======== Selected excerpt ========

TEMPO2: The world’s most powerful
pulsar timing package

George Hobbs (ATNF)





Figure 1: Using TEMPO2 to view timing residuals dominated by a simulated gravitational wave background (click on image for larger version).

The technique known as “pulsar timing” has already led to numerous important scientific results. For instance, the discovery and timing of the first binary pulsar system, PSR B1913+16, and the testing of Einstein’s general theory of relativity led to the award of the 1993 Nobel Prize in physics to R Hulse and J Taylor. During the year 1990, Alex Wolszczan was studying the pulse arrival times from PSR B1257+12 and managed to deduce the existence of the first planetary companions to a star detected outside of our solar system. More recently, by timing the double pulsar PSR J0737-3039A/B, the Parkes pulsar multibeam survey team obtained the most stringent tests to date of the theory of general relativity (Kramer et al. 2006). The basic pulsar timing idea is very simple. We create a model of the pulsar and then compare the actual pulse arrival times with the times expected from this model. Any discrepancies imply that there is a problem with our model, which can subsequently be improved. The accuracy with which this technique allows us to measure pulsar parameters is outstanding. For instance, the rotational period of PSR J0437-4715 was 0.005757451840111090 seconds on 14 January 2006, with an uncertainty of 4 in the last quoted digit.

======== Record set ========

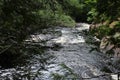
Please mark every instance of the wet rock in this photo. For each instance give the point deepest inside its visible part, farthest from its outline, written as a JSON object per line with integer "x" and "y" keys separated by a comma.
{"x": 104, "y": 42}
{"x": 117, "y": 52}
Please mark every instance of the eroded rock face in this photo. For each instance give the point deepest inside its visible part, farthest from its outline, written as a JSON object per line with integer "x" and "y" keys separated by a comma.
{"x": 107, "y": 46}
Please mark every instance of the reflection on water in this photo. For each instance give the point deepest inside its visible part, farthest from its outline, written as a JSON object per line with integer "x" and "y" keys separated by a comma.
{"x": 55, "y": 54}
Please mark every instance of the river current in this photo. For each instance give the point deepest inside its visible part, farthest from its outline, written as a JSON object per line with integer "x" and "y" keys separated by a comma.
{"x": 62, "y": 54}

========

Short problem 1 » Rewrite the paragraph of the TEMPO2 page that opens with "The technique known as" as a short bulleted list that keeps its main facts.
Short problem 2 » List every pulsar that the TEMPO2 page names by its designation.
Short problem 3 » From the TEMPO2 page, reproduce the passage that begins at the words "George Hobbs (ATNF)" and stops after the words "for larger version).".
The records come from a different source than the TEMPO2 page.

Correct output 1 »
- Pulsar timing has already produced many important scientific results.
- Discovering and timing the first binary pulsar, PSR B1913+16, and testing Einstein's general relativity earned R Hulse and J Taylor the 1993 Nobel Prize in physics.
- In 1990, Alex Wolszczan used pulse arrival times from PSR B1257+12 to deduce the first planetary companions found around a star outside our solar system.
- Timing the double pulsar PSR J0737-3039A/B gave the Parkes pulsar multibeam survey team the most stringent tests yet of general relativity (Kramer et al. 2006).
- The method builds a model of the pulsar and compares actual pulse arrival times with the times the model predicts. Any discrepancies show problems in the model, which can then be improved.
- The method measures pulsar parameters with outstanding accuracy. For example, PSR J0437-4715 had a rotational period of 0.005757451840111090 seconds on 14 January 2006, uncertain by 4 in the last quoted digit.

Correct output 2 »
- PSR B1913+16
- PSR B1257+12
- PSR J0737-3039A/B
- PSR J0437-4715

Correct output 3 »
George Hobbs (ATNF)





Figure 1: Using TEMPO2 to view timing residuals dominated by a simulated gravitational wave background (click on image for larger version).